TO DO: Give back exactly the lines from the one containing "ceiling fan it" through the end of the records, including both, and no others.

━━━━━━━━━━━━━━━━━━━━

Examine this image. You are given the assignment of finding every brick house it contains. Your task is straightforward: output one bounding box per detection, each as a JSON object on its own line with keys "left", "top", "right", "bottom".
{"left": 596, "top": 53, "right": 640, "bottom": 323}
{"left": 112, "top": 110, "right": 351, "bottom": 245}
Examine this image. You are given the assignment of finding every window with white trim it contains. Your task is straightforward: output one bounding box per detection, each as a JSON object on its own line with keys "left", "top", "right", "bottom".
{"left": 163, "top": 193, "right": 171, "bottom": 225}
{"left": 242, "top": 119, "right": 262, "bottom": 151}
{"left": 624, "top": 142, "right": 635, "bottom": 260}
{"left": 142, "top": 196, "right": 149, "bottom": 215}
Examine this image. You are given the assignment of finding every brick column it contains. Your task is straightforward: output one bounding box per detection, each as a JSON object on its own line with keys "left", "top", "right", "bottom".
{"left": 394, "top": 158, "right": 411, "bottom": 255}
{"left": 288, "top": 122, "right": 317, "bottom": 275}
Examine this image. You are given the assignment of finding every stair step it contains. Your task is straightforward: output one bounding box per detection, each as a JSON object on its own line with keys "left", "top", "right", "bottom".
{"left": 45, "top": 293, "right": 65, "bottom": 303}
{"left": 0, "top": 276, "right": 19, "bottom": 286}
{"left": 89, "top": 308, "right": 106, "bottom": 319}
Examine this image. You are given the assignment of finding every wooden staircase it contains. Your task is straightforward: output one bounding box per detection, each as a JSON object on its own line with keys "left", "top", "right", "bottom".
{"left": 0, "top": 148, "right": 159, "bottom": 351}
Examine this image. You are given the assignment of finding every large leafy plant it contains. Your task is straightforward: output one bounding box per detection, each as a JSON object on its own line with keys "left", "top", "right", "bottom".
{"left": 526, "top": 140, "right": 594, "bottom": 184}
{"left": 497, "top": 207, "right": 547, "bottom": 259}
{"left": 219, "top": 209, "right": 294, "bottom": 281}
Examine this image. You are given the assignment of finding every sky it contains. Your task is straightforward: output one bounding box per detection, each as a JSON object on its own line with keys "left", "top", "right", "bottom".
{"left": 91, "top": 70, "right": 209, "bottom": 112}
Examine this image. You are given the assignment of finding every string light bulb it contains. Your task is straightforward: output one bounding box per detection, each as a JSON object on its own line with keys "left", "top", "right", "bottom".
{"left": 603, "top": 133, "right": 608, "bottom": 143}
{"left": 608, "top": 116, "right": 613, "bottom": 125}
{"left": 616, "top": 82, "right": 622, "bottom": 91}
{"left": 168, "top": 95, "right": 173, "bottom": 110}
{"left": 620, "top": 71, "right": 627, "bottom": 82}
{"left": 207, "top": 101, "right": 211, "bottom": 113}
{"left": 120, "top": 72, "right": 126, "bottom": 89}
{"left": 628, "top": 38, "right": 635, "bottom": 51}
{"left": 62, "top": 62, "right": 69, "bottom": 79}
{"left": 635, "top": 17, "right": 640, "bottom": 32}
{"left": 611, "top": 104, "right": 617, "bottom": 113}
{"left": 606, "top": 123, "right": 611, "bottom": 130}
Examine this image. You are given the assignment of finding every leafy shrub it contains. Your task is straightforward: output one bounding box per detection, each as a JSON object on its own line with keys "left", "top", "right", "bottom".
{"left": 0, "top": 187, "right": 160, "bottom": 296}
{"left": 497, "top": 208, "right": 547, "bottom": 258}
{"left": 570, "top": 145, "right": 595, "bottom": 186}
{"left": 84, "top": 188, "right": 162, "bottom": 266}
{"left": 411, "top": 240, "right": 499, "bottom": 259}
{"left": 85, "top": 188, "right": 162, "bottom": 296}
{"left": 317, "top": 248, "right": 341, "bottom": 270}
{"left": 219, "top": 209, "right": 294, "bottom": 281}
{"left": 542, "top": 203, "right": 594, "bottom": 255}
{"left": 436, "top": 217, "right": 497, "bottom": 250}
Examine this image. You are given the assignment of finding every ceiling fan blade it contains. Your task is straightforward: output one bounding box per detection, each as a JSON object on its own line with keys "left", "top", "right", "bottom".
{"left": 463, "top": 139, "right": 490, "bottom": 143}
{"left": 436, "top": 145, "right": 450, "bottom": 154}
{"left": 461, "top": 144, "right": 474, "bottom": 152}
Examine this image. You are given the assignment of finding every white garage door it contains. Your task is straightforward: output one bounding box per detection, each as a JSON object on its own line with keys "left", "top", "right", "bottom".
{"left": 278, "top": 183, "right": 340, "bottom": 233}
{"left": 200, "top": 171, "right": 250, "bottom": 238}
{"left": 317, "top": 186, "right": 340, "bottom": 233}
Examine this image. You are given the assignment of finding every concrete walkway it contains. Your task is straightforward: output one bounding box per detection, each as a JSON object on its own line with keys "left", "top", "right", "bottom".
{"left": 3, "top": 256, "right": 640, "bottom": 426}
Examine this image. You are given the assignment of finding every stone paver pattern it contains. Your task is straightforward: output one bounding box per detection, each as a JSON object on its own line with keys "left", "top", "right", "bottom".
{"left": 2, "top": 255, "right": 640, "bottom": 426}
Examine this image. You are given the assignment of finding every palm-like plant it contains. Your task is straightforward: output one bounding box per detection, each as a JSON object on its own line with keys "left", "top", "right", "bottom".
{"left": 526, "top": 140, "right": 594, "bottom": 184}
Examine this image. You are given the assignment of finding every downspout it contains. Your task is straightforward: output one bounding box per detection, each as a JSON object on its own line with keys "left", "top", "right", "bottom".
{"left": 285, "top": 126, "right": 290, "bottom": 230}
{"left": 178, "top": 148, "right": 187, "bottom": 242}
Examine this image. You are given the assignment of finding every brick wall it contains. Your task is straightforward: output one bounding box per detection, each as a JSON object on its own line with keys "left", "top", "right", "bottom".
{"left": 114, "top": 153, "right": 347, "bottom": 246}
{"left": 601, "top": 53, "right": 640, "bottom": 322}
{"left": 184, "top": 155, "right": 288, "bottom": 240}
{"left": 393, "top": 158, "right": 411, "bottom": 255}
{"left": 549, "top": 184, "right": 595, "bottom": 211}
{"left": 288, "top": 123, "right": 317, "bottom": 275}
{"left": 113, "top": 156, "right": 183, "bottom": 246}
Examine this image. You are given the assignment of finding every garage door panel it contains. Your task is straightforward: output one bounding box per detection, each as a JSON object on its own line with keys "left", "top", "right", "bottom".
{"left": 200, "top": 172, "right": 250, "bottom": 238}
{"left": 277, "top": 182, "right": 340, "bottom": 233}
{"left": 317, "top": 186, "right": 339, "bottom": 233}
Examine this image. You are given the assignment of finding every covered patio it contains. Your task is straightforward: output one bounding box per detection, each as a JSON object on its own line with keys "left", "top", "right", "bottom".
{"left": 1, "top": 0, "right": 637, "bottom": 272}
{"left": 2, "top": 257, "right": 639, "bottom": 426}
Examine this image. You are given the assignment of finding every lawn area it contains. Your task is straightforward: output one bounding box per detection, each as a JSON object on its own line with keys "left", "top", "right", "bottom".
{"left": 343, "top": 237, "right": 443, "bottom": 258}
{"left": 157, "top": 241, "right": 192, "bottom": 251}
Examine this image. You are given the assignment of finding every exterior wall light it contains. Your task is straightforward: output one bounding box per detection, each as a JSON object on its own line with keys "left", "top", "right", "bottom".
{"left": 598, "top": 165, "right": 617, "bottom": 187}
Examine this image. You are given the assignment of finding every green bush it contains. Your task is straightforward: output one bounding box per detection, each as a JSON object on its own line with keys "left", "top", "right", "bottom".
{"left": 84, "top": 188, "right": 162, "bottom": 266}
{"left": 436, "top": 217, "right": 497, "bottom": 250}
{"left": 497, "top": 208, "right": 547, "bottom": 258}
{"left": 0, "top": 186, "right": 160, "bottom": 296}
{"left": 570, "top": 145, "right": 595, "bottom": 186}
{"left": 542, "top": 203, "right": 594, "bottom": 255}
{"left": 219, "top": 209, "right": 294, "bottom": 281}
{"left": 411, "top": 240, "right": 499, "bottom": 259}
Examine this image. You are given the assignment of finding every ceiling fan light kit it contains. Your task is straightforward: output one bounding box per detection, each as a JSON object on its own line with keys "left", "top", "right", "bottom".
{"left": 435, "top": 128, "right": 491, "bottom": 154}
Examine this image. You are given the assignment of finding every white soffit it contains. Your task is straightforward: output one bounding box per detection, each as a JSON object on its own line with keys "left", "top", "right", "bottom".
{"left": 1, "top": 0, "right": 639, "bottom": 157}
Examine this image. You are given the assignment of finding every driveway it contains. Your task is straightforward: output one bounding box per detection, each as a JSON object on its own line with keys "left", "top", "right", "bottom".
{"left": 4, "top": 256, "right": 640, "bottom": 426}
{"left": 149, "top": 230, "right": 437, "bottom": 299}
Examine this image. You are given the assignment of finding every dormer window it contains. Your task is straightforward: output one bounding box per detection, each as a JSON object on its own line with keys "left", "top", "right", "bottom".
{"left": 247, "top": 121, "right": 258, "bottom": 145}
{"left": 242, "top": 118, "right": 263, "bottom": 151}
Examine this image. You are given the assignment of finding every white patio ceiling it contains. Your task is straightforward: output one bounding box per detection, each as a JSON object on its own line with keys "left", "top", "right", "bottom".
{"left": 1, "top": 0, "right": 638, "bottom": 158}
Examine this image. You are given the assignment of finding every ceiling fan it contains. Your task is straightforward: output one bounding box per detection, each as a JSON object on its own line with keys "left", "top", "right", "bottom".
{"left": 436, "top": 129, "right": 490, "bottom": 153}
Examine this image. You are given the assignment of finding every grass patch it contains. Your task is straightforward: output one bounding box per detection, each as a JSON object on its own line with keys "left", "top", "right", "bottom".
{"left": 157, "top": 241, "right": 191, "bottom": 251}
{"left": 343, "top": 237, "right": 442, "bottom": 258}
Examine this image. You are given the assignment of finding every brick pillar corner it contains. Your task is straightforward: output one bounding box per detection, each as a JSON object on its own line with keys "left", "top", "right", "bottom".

━━━━━━━━━━━━━━━━━━━━

RESPONSE TO THIS TASK:
Examine this image. You are given the assignment of finding every ceiling fan it contains. Your task is straightforward: output one bounding box per detection, each as a JSON object on its own line with keys "left", "top", "right", "bottom".
{"left": 436, "top": 129, "right": 490, "bottom": 153}
Examine this image. You are given the assignment of finding every grass patch it contains. Your task is straightforward: output one bounding box per detection, each as a JSON object on its own line with keys "left", "top", "right", "bottom".
{"left": 157, "top": 241, "right": 191, "bottom": 251}
{"left": 343, "top": 237, "right": 442, "bottom": 258}
Examine this image. You are given the assignment of finding every brick pillar corner it contains. Your task is straightforward: output one bounding box per detection, each as a JSON object on its own line with keys "left", "top", "right", "bottom".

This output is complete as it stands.